* What needs to be done: Every line from the one that includes "Point to the bunting string." to the end of the entries should be written out exactly, with the first and last included.

* Data to process:

━━━━━━━━━━━━━━━━━━━━

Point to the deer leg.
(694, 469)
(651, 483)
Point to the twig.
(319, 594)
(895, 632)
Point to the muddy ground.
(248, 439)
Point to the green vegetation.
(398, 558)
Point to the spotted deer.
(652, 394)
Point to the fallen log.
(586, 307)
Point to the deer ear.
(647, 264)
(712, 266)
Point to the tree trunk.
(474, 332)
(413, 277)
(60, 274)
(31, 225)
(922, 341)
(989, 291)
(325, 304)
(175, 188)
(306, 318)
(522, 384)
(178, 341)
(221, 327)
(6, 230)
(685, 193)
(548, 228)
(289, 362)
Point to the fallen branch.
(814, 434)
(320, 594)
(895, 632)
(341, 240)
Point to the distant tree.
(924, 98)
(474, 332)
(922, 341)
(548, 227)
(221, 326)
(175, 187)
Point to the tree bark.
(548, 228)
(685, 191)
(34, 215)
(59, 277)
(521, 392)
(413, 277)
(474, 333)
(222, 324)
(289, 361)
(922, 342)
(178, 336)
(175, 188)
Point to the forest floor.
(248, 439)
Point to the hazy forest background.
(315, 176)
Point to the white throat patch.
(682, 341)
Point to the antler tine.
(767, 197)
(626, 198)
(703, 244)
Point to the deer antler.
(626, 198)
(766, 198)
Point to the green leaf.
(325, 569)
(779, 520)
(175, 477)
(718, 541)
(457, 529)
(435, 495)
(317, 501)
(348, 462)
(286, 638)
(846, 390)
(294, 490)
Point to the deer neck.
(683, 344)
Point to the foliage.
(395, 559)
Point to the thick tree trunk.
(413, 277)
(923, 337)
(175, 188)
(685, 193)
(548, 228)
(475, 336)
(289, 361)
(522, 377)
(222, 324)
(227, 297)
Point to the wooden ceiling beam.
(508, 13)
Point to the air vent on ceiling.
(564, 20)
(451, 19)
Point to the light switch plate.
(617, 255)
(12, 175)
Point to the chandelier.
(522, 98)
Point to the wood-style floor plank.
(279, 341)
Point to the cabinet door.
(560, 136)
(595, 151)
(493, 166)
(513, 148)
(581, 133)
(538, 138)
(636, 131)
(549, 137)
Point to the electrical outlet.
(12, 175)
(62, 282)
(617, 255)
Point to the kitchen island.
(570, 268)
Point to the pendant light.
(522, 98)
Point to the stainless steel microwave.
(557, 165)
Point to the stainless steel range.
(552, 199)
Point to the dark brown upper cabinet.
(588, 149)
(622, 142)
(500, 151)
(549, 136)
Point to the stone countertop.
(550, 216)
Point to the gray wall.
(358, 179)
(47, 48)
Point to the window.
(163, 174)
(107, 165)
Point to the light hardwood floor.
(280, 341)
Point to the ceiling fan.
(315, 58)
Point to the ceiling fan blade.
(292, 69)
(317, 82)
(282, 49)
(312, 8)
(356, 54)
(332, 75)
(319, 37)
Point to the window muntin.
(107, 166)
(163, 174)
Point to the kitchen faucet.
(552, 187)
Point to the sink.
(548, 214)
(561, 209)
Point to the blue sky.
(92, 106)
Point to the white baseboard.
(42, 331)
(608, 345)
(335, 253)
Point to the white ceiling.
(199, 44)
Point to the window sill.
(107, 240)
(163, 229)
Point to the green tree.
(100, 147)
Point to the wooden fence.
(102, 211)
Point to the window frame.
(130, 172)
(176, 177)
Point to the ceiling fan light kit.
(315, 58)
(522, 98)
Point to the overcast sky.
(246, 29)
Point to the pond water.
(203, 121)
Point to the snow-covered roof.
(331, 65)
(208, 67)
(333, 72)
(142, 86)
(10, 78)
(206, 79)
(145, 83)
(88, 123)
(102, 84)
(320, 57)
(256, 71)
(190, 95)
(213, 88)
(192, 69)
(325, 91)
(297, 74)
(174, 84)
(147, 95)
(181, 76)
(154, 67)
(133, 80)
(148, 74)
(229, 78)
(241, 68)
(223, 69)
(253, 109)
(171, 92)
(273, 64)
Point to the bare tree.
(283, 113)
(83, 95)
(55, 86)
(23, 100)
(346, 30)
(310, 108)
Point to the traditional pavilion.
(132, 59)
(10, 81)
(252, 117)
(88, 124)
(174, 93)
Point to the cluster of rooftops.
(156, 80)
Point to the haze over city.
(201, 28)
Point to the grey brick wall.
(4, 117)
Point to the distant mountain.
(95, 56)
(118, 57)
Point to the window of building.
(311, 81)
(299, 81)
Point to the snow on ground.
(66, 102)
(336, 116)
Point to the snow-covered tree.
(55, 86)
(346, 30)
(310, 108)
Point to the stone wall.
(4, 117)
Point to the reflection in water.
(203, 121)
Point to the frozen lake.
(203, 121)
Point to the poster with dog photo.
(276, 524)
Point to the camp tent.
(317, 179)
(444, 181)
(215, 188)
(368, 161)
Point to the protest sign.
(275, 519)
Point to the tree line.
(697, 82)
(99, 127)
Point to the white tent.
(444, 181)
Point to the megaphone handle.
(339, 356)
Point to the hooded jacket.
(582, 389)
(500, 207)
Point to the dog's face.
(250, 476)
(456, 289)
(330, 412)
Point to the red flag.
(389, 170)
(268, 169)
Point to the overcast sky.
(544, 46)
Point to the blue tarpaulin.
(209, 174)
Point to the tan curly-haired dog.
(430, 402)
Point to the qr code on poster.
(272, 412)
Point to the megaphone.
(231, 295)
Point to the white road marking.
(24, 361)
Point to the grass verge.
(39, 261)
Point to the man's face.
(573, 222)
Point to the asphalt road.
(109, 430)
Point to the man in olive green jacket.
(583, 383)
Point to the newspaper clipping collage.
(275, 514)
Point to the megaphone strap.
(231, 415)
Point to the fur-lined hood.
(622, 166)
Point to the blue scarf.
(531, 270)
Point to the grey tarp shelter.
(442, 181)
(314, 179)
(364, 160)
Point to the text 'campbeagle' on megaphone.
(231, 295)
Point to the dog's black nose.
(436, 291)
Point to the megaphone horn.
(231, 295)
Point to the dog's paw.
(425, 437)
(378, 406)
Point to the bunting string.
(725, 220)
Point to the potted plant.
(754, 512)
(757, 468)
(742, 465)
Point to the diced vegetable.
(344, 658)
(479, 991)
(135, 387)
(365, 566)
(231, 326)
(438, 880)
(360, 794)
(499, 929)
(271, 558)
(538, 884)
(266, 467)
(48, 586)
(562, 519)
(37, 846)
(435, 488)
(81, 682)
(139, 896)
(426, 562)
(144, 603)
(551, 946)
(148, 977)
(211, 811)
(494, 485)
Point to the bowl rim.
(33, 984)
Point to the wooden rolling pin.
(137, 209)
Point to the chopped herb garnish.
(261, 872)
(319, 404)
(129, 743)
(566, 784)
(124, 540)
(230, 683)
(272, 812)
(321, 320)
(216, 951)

━━━━━━━━━━━━━━━━━━━━

* Written response:
Point to the bunting string.
(725, 220)
Point to the potted plant.
(754, 512)
(757, 468)
(742, 465)
Point to the diced vegetable.
(344, 658)
(479, 991)
(135, 387)
(365, 566)
(231, 326)
(438, 880)
(360, 794)
(499, 929)
(271, 558)
(538, 884)
(266, 467)
(48, 586)
(562, 519)
(37, 846)
(435, 488)
(81, 682)
(139, 896)
(426, 562)
(144, 603)
(551, 946)
(148, 977)
(211, 811)
(494, 485)
Point to the bowl rim.
(33, 984)
Point to the wooden rolling pin.
(137, 209)
Point to the chopped herb garnish.
(261, 872)
(319, 404)
(129, 743)
(566, 784)
(124, 540)
(230, 683)
(272, 812)
(321, 320)
(216, 951)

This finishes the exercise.